**WRITTEN EXERCISE**
Repeat the lines of the listing below verbatim, from the line containing "of the curved" through the end of the listing, including both of those lines.

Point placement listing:
[Start]

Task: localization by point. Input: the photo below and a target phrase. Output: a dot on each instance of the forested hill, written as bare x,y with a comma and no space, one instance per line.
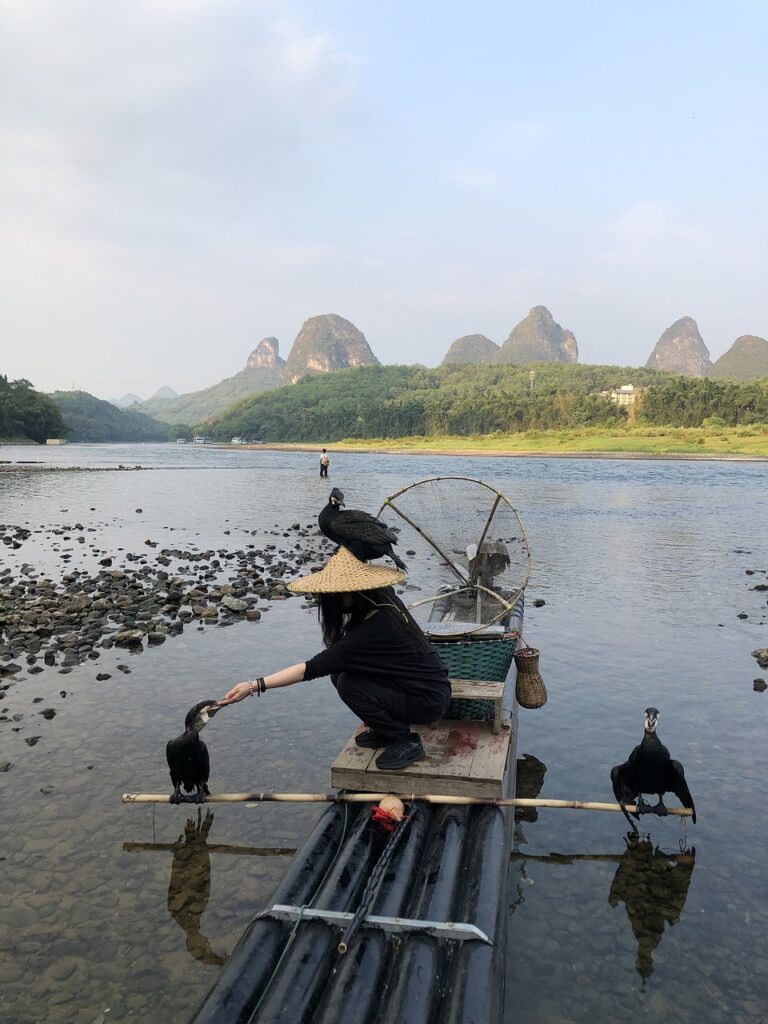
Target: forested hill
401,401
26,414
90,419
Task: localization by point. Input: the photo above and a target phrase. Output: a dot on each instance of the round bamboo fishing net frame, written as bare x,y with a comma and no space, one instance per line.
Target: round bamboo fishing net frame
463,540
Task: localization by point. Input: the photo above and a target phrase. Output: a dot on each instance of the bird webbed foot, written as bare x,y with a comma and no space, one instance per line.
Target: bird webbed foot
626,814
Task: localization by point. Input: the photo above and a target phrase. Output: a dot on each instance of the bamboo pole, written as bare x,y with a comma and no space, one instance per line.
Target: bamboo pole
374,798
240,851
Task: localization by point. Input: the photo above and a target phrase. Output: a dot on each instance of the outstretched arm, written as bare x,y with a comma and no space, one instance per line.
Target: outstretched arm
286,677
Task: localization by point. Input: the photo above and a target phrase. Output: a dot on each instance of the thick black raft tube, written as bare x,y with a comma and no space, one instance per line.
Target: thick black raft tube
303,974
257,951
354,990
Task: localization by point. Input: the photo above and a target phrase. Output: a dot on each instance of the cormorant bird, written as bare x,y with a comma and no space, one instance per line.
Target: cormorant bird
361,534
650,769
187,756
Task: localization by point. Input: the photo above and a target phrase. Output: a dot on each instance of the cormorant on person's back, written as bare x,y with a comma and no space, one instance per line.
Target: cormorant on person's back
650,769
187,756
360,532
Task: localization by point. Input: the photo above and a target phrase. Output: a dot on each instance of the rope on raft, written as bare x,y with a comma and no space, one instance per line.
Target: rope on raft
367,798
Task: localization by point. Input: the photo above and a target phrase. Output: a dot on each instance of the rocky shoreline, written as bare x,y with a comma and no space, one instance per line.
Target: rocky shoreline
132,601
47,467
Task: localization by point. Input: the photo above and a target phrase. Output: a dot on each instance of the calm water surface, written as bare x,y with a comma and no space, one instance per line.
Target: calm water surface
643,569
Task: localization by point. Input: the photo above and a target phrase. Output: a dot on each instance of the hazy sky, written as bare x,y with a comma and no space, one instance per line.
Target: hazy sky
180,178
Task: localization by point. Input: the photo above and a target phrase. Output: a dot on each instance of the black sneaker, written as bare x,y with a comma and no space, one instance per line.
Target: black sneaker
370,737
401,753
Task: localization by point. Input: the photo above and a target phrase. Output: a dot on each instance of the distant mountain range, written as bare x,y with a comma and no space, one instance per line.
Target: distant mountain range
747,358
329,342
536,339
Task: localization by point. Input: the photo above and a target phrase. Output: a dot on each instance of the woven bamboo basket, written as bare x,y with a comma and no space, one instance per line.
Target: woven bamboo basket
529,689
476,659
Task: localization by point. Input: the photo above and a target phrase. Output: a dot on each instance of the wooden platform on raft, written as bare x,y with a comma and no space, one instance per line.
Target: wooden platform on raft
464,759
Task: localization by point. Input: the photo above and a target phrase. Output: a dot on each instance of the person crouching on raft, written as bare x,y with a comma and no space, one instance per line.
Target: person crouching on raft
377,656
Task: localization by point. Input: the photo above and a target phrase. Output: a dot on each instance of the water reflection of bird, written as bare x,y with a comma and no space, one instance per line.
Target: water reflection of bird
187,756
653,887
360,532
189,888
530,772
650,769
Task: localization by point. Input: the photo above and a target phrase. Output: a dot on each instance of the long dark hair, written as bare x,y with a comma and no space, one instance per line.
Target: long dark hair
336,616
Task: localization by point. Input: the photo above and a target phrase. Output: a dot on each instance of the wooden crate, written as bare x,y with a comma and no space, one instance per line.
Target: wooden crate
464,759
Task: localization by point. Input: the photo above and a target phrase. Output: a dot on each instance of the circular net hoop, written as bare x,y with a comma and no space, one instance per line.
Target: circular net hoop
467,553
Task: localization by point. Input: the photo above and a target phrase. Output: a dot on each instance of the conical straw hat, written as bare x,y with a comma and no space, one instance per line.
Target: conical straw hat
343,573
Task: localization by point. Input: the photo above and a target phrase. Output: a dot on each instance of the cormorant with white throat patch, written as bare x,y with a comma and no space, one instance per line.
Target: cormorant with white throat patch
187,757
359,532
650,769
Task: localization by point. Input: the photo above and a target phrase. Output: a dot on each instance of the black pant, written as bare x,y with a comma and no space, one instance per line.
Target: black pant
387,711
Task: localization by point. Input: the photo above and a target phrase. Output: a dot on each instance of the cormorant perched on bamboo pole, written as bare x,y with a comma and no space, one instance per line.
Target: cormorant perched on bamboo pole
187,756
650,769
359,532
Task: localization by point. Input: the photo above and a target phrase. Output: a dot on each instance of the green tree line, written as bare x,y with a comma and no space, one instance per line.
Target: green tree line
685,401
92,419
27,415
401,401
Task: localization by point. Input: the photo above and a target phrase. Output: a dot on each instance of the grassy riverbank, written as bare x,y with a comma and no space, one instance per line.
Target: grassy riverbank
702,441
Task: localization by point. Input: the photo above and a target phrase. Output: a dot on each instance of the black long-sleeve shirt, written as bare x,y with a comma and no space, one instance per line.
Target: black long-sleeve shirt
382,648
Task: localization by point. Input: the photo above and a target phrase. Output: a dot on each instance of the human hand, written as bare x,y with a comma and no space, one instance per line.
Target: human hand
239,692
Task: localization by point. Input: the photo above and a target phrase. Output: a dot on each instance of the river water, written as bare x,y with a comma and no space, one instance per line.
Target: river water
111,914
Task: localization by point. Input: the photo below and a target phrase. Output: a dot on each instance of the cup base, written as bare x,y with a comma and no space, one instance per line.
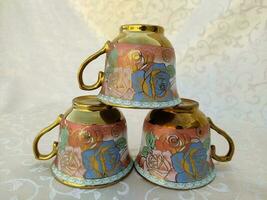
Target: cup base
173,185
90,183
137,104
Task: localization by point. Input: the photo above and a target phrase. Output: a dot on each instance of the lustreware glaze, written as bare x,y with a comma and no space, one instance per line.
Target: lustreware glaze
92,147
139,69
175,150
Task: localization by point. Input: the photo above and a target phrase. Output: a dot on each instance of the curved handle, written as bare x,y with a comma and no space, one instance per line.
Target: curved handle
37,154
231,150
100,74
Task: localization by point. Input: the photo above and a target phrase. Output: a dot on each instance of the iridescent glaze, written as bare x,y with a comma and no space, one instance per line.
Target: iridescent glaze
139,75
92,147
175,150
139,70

[End]

**FULL OUTPUT**
Task: localization by point. Input: the photo above and a target phrase. Output: a dot on each instance of the curved handle, written as bare x,y with a comma and no space, one instance per line.
Target: curved handle
37,154
231,150
100,74
Task: localization by point. Input: the photo above and a target phrase. Output: a dot on each instance of the iridescent glaze, written as bare x,y with a comma and no space, one instance per line.
Target: iridescent glaze
139,75
92,147
175,150
139,70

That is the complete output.